## [DOSTARCZONY FRAGMENT]
====================

Zrobię wszystko. Jeśli by mi kazali biegać nago po Pasażu Schillera, zrobię to. I pierolę rozstępy i cellulit. Naprawdę to zrobię.
Czuję się jak robal. Jak brudne dziecko sutereny. Jak jakaś pojebana łajza. Bo nic mi się w życiu nie udaje. Wiem, że w tym momencie każdy sobie może pomyśleć, że jaka to ze mnie suka, przecież ludzie nie mają rąk i nóg, są ślepi albo ciężko chorzy, a nie narzekają. Ale mnie naprawdę w życiu nie wychodzi. Niewiele w życiu chciałam tak mocno, jak tej medycyny. I doskonale wiedziałam, ze będzie ciężko i tyrałam jakbym miała motorek w tyłku przez cały rok. A znam całe mrowie ludzi, którzy zaczęli się uczyć w połowie kwietnia i wyszli na tym lepiej ode mnie.
Koniec. Do końca wakacji nie wspominam ani o studiach, ani o życiowym pechu, ani o tym, że wszystko się perdoli pierdyliard.
Ani słowa.
Będę pisać o czymś przyjemnym.
Na przykład o muzyce. Muzyka to jest jedna z najistotniejszych składowych mojej egzystencji na ziemskim padole. Naprawdę, mogę żyć bez wielu rzeczy, ale bez muzyki...? No way. Ponoć momentami jest to dosyc wkurwiające, bo pierwsze co robię rano, jeszcze zanim pójdę umyc zęby (a to jest dla mnie BARDZO istotny element dnia, myję zęby jakieś 10 razy dziennie), to włączam wieżę albo komputer i zapuszczam muzę, joł. Znaczy hip-hopu akurat nie słucham, ani żadnych mu pośrednich rapów, ale mjuzik musi być!

====================

## [POLECENIE 1]
Proszę streścić powyższy fragment w dwóch zdaniach.
## [POLECENIE 2]
Proszę wypisać z fragmentu dokładnie ten tekst, zaczynając od słów „Będę pisać o” i kończąc na słowach „mjuzik musi być!”.
Rekordy nie mają tu żadnego znaczenia.

====================

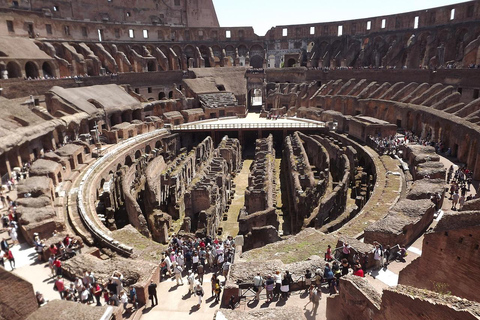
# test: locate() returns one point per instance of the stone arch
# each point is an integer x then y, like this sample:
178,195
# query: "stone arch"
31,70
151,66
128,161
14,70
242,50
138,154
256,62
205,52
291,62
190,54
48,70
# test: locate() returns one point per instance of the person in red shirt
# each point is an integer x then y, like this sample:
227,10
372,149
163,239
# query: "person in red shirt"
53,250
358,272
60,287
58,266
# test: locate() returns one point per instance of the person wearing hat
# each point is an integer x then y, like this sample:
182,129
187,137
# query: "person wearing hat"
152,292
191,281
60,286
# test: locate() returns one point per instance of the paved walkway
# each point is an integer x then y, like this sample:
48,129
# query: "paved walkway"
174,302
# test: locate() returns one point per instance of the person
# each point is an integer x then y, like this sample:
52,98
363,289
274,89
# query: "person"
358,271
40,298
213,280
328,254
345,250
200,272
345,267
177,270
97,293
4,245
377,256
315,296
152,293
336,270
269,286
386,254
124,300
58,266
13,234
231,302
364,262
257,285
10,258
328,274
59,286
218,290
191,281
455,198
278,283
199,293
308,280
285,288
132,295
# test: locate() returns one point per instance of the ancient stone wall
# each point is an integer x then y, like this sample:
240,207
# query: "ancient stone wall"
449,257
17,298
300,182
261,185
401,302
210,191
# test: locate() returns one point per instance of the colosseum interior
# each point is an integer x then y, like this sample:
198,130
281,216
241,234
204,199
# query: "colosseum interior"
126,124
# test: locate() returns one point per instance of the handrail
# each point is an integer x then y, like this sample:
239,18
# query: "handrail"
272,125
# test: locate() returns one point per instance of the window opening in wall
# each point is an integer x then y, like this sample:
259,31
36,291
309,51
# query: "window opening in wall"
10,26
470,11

====================

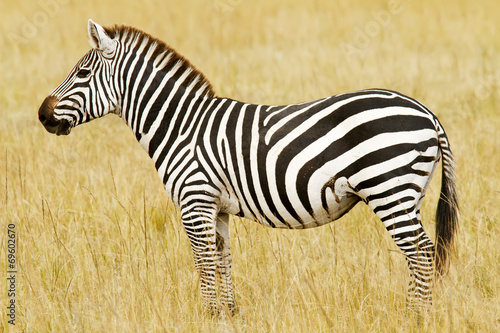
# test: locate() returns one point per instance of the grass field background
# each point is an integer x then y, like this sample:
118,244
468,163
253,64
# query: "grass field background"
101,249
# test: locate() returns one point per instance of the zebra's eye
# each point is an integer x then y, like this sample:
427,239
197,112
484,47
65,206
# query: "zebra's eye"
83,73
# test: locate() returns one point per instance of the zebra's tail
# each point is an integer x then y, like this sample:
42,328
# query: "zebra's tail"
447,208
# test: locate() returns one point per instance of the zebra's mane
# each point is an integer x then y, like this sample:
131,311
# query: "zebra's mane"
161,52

====================

## [POPRAWNY WYNIK 1]
Autorka czuje, że nic jej się w życiu nie udaje, bo choć bardzo chciała studiować medycynę i ciężko pracowała przez cały rok, wiele osób, które zaczęły się uczyć w połowie kwietnia, wypadło lepiej od niej. Postanawia do końca wakacji nie wspominać o studiach ani o życiowym pechu, lecz pisać o czymś przyjemnym, na przykład o muzyce, bez której nie wyobraża sobie życia i którą włącza rano, zanim jeszcze umyje zęby.

## [POPRAWNY WYNIK 2]
Będę pisać o czymś przyjemnym.
Na przykład o muzyce. Muzyka to jest jedna z najistotniejszych składowych mojej egzystencji na ziemskim padole. Naprawdę, mogę żyć bez wielu rzeczy, ale bez muzyki...? No way. Ponoć momentami jest to dosyc wkurwiające, bo pierwsze co robię rano, jeszcze zanim pójdę umyc zęby (a to jest dla mnie BARDZO istotny element dnia, myję zęby jakieś 10 razy dziennie), to włączam wieżę albo komputer i zapuszczam muzę, joł. Znaczy hip-hopu akurat nie słucham, ani żadnych mu pośrednich rapów, ale mjuzik musi być!